EXERCISE:
Can you copy the passage of the bug report on CLUSTER and prepared statements between "prepare c as" and "instead of 1000000.", inclusive, word for word?

** Start TEXT SHOWN **

Prepared SELECT/UPDATE/DELETE statements produce wrong results if executed
while target table is being clustered. Only seems to happens when CLUSTER
and statement are executed in different sessions. Tested on 8.0.6, 8.0.8,
8.1.4 and 8.2.0, reproducible with the following test case:

create table test(i integer);
-- generate large enough table, so that clustering takes more than 1 sec
insert into test select * from generate_series(1,1000000);
create index test_idx on test(i);

prepare c as select count(*) from test;

\! psql -c "cluster test_idx on test" &
-- sleep to make sure we stay behind cluster
\! sleep 1

-- should produce same values
execute c;
select count(1) from test;

Executing 'c' after CLUSTER returns 0 instead of 1000000.
"" <martin.pihlak@gmail.com> writes:
> Prepared SELECT/UPDATE/DELETE statements produce wrong results if executed
> while target table is being clustered.

The short answer is "don't CLUSTER while the table is in live use" ...

** End TEXT SHOWN **
** Start STORED DATA **

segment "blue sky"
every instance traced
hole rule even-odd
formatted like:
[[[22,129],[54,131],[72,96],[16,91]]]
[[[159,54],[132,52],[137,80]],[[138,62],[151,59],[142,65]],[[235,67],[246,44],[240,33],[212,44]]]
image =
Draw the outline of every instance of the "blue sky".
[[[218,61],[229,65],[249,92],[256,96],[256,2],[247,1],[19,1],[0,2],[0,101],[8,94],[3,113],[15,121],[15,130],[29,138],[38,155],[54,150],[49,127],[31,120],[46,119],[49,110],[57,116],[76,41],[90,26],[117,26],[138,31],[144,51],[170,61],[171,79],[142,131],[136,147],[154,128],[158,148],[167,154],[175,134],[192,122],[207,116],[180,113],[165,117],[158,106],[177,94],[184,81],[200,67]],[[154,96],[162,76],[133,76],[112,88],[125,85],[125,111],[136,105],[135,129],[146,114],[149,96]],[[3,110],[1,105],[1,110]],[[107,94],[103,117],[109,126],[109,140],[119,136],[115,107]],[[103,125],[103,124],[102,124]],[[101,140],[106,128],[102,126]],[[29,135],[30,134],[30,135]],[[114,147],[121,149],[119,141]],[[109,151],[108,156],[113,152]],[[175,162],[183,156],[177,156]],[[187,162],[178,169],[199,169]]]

** End STORED DATA **
** Start STORED DATA **

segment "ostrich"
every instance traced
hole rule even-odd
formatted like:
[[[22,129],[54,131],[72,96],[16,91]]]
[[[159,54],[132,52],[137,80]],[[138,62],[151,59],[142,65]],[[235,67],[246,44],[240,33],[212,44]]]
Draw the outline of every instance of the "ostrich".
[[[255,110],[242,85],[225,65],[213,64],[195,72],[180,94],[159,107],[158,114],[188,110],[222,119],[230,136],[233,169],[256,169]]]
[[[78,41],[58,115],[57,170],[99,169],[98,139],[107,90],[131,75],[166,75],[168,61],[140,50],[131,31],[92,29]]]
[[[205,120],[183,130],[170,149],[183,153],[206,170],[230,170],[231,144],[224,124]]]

** End STORED DATA **

RESPONSE FOR THIS EXERCISE:
prepare c as select count(*) from test;

\! psql -c "cluster test_idx on test" &
-- sleep to make sure we stay behind cluster
\! sleep 1

-- should produce same values
execute c;
select count(1) from test;

Executing 'c' after CLUSTER returns 0 instead of 1000000.